* [Data lines]:
===

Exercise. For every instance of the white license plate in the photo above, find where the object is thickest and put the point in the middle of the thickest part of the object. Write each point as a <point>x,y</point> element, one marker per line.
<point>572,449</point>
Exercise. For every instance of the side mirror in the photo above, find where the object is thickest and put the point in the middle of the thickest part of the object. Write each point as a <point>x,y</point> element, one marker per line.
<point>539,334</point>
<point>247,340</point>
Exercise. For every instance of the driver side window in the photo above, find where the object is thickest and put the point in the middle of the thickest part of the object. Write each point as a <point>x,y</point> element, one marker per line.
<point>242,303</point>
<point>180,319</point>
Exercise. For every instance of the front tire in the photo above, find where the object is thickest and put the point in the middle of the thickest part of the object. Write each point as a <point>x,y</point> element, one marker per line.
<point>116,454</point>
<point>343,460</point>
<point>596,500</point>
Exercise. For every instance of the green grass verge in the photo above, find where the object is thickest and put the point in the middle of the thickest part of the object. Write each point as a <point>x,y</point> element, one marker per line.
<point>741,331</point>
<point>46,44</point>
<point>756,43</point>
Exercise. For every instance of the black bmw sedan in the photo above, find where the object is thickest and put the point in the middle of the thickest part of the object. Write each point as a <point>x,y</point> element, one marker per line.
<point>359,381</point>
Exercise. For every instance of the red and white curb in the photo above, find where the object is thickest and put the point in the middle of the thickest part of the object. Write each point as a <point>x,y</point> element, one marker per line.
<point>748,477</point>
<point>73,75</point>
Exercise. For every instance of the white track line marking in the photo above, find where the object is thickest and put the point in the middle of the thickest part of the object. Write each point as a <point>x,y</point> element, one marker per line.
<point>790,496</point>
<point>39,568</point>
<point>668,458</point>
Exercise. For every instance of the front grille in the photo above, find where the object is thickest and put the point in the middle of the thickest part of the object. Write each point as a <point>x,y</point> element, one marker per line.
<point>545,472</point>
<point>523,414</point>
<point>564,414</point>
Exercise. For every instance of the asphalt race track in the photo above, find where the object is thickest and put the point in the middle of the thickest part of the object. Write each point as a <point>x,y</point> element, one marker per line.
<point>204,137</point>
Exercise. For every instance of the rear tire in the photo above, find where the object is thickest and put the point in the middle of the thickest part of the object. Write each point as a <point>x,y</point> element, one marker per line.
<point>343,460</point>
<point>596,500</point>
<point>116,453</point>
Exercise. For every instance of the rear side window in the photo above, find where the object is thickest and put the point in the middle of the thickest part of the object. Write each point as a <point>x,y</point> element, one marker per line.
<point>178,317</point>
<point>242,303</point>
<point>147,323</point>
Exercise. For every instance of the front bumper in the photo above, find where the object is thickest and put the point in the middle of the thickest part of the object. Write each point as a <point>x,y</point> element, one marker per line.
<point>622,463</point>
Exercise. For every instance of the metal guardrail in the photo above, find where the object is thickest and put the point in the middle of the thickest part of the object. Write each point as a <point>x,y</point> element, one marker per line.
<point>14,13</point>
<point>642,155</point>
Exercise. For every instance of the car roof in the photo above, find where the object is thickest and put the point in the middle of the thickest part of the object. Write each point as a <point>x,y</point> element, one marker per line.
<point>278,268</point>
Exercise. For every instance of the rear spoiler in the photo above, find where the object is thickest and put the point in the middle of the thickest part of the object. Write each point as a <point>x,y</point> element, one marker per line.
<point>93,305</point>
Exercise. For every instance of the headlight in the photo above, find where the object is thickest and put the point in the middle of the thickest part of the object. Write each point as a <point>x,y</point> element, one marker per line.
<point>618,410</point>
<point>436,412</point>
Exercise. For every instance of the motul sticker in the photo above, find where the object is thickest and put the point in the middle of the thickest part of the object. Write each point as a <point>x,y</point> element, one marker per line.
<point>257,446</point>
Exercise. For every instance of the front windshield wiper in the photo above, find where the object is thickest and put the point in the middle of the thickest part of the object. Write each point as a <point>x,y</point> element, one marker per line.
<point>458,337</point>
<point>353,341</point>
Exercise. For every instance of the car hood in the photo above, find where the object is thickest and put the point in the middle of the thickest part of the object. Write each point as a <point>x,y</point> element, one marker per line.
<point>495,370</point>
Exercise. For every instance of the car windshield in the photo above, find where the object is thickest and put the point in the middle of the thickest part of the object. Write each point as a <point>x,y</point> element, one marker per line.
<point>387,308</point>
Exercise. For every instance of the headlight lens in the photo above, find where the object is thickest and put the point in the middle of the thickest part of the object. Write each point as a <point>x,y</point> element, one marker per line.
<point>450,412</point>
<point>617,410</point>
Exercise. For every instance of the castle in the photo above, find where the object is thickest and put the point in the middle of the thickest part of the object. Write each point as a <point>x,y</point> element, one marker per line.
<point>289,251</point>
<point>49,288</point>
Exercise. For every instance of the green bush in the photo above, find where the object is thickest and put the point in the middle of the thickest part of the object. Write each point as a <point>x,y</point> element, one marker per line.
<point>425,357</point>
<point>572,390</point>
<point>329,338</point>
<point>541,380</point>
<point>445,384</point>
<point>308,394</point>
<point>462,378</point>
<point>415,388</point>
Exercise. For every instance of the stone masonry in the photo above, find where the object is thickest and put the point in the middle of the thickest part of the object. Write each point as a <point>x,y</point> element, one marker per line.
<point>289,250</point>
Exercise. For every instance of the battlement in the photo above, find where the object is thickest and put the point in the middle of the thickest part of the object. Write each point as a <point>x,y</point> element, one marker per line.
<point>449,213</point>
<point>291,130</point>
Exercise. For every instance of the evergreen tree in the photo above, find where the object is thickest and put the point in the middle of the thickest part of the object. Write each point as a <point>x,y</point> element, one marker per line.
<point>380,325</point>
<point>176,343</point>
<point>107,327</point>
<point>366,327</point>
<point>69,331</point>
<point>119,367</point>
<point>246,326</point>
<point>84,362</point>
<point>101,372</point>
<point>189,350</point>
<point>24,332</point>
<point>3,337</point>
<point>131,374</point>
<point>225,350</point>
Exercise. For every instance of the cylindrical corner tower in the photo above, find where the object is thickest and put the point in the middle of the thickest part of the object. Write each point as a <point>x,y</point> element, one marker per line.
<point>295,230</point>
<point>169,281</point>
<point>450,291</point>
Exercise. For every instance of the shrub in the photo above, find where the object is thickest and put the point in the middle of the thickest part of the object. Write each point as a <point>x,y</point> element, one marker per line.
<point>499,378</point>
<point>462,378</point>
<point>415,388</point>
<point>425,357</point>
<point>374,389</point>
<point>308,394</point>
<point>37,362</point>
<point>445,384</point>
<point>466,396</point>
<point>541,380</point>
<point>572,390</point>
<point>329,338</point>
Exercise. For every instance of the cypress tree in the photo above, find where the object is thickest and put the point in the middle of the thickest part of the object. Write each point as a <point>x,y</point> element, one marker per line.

===

* [The request]: Render every line of the records above as a Markdown table with two columns, No. and Line, numbering the rows and omitting blank lines.

* [Exercise response]:
| No. | Line |
|---|---|
| 1 | Exercise. For every instance of the white license plate in the photo above, find where the object is thickest and put the point in the middle of the thickest part of the object. Write each point as a <point>x,y</point> element, one marker per line. |
| 2 | <point>572,449</point> |
| 3 | Exercise. For every instance of the side mirror in the photo above, find where the object is thickest and put the point in the middle of the thickest part of the object. Write each point as a <point>x,y</point> element, one marker per line. |
| 4 | <point>539,334</point> |
| 5 | <point>247,340</point> |
| 6 | Exercise. For every instance of the driver side window in the photo above, find where the object is thickest and put the point in the middle of the thickest part of the object. Write each point as a <point>x,y</point> element, one marker per line. |
| 7 | <point>242,303</point> |
| 8 | <point>180,319</point> |
| 9 | Exercise. For every instance of the front tire in the photo above, find where the object is thickest and put the point in the middle of the thickest part of the object. Write each point as a <point>x,y</point> element, one marker per line. |
| 10 | <point>116,454</point> |
| 11 | <point>343,460</point> |
| 12 | <point>596,500</point> |
| 13 | Exercise. For every instance of the green grass verge in the photo above, find where the object is thickest and put the point in the middle of the thickest part of the object. Write each point as a <point>x,y</point> element, one marker per line. |
| 14 | <point>741,331</point> |
| 15 | <point>46,44</point> |
| 16 | <point>756,43</point> |
| 17 | Exercise. For every instance of the black bmw sedan in the photo above, find where the object is thickest and put the point in the middle of the thickest part of the object. Write each point as a <point>x,y</point> element, one marker per line. |
| 18 | <point>359,381</point> |
| 19 | Exercise. For every instance of the red and white curb in the photo above, find where the object is thickest and put the point in the middle of the thickest part of the object. Write each point as a <point>x,y</point> element, one marker per line. |
| 20 | <point>748,477</point> |
| 21 | <point>73,75</point> |
| 22 | Exercise. For every instance of the white track line marking in the photo above, find where the object is thickest and put the point in the middle of the thickest part of the object. Write each point as a <point>x,y</point> element, one marker per line. |
| 23 | <point>790,496</point> |
| 24 | <point>39,568</point> |
| 25 | <point>668,458</point> |
| 26 | Exercise. For every instance of the front grille in the photo above, find where the object is thickest and put the point in the middle of the thickest part of the object. Write each point as a <point>x,y</point> element, one marker per line. |
| 27 | <point>545,472</point> |
| 28 | <point>523,414</point> |
| 29 | <point>564,414</point> |
| 30 | Exercise. For every instance of the asphalt race track in the photo above, find where the object is thickest and put the point in the middle of the thickest part of the object. Write each point as a <point>x,y</point> element, one marker per line. |
| 31 | <point>204,137</point> |
| 32 | Exercise. For every instance of the rear tire in the photo above, find where the object is thickest and put the point in the middle of the thickest part of the object. Write each point as a <point>x,y</point> element, one marker per line. |
| 33 | <point>343,460</point> |
| 34 | <point>596,500</point> |
| 35 | <point>116,453</point> |
| 36 | Exercise. For every instance of the rear side window in the photo above, find where the object is thickest and put the point in the middle of the thickest part of the object. Write each point as a <point>x,y</point> element, one marker per line. |
| 37 | <point>178,317</point> |
| 38 | <point>242,303</point> |
| 39 | <point>147,323</point> |
| 40 | Exercise. For every instance of the front bumper in the photo above, find where the object is thickest and put the point in the middle of the thickest part of the object. Write each point as a <point>x,y</point> element, one marker per line. |
| 41 | <point>622,463</point> |
| 42 | Exercise. For every instance of the metal guardrail in the photo above, find where the object is thickest and put the point in the middle of the thickest part of the object. Write each point as a <point>x,y</point> element, one marker per line. |
| 43 | <point>14,13</point> |
| 44 | <point>642,155</point> |
| 45 | Exercise. For every instance of the car roof in the photo above, find where the object is thickest and put the point in the middle of the thickest part of the object. Write each point as a <point>x,y</point> element, one marker per line. |
| 46 | <point>278,268</point> |
| 47 | Exercise. For every instance of the rear spoiler in the photo above, find where the object is thickest and put the point in the middle of the thickest part of the object. Write each point as a <point>x,y</point> element, one marker per line. |
| 48 | <point>93,305</point> |
| 49 | Exercise. For every instance of the headlight in the photo above, find where the object is thickest and put the point in the middle of the thickest part of the object. Write each point as a <point>x,y</point> element, one marker per line. |
| 50 | <point>618,410</point> |
| 51 | <point>436,412</point> |
| 52 | Exercise. For every instance of the motul sticker in the photo above, find where the object is thickest and put the point in the middle of the thickest part of the object. Write each point as a <point>x,y</point> element, one marker per line. |
| 53 | <point>257,446</point> |
| 54 | Exercise. For every instance of the front windshield wiper in the photo above, find where the object is thickest and put the point in the middle of the thickest part of the object. Write each point as a <point>x,y</point> element, one marker per line. |
| 55 | <point>458,337</point> |
| 56 | <point>353,341</point> |
| 57 | Exercise. For every instance of the car hood in the photo above, find where the object is thickest and put the point in the middle of the thickest part of the object. Write each point as a <point>x,y</point> element, one marker per line. |
| 58 | <point>495,370</point> |
| 59 | Exercise. For every instance of the car windshield in the photo above, find where the object is thickest and put the point in the middle of the thickest part of the object. Write each point as a <point>x,y</point> element, one marker per line. |
| 60 | <point>387,308</point> |
| 61 | Exercise. For every instance of the headlight lens in the photo above, find where the object is thickest and put the point in the middle of the thickest part of the object. Write each point as a <point>x,y</point> element, one marker per line. |
| 62 | <point>450,412</point> |
| 63 | <point>617,410</point> |
| 64 | Exercise. For every instance of the castle in the photo above, find where the object is thickest and put the point in the middle of the thickest part of the object. Write each point as a <point>x,y</point> element, one marker per line. |
| 65 | <point>289,251</point> |
| 66 | <point>49,288</point> |
| 67 | Exercise. For every instance of the green bush in the photo above, find where the object is thickest and put the point in the middle of the thickest part of the object. Write each point as a <point>x,y</point> element, one marker per line. |
| 68 | <point>425,357</point> |
| 69 | <point>572,390</point> |
| 70 | <point>329,338</point> |
| 71 | <point>541,380</point> |
| 72 | <point>445,384</point> |
| 73 | <point>308,394</point> |
| 74 | <point>462,378</point> |
| 75 | <point>415,388</point> |
| 76 | Exercise. For every instance of the stone masonry in the photo above, find where the object is thickest and put the point in the middle of the thickest part of the object. Write each point as a <point>x,y</point> element, one marker per line. |
| 77 | <point>289,250</point> |
| 78 | Exercise. For every instance of the battlement in the photo above, find where the object is thickest and put the point in the middle of the thickest part of the object. Write each point as a <point>x,y</point> element, one marker per line. |
| 79 | <point>449,213</point> |
| 80 | <point>291,130</point> |
| 81 | Exercise. For every instance of the evergreen tree in the photo above, find where the object is thickest and put the point in the middle of the thickest part of the object. Write each point as a <point>x,y</point> element, one marker per line. |
| 82 | <point>380,325</point> |
| 83 | <point>176,343</point> |
| 84 | <point>107,327</point> |
| 85 | <point>366,327</point> |
| 86 | <point>69,331</point> |
| 87 | <point>119,367</point> |
| 88 | <point>246,326</point> |
| 89 | <point>84,362</point> |
| 90 | <point>101,372</point> |
| 91 | <point>189,350</point> |
| 92 | <point>24,332</point> |
| 93 | <point>3,337</point> |
| 94 | <point>131,374</point> |
| 95 | <point>225,350</point> |
| 96 | Exercise. For every instance of the cylindrical corner tower in the photo above, find where the object is thickest and put the point in the middle of the thickest part of the object. Write each point as a <point>x,y</point> element, one marker per line. |
| 97 | <point>295,230</point> |
| 98 | <point>169,281</point> |
| 99 | <point>450,291</point> |
| 100 | Exercise. For every instance of the shrub in the photo above, find where the object is thickest and put the point in the middle of the thickest part of the object. Write each point as a <point>x,y</point> element, one marker per line. |
| 101 | <point>499,378</point> |
| 102 | <point>462,378</point> |
| 103 | <point>415,388</point> |
| 104 | <point>425,357</point> |
| 105 | <point>374,389</point> |
| 106 | <point>308,394</point> |
| 107 | <point>37,362</point> |
| 108 | <point>445,384</point> |
| 109 | <point>466,396</point> |
| 110 | <point>541,380</point> |
| 111 | <point>572,390</point> |
| 112 | <point>329,338</point> |
| 113 | Exercise. For every instance of the cypress tree in the photo above, find where the object is thickest and put the point in the middle of the thickest part of the object. Write each point as a <point>x,y</point> element, one marker per line. |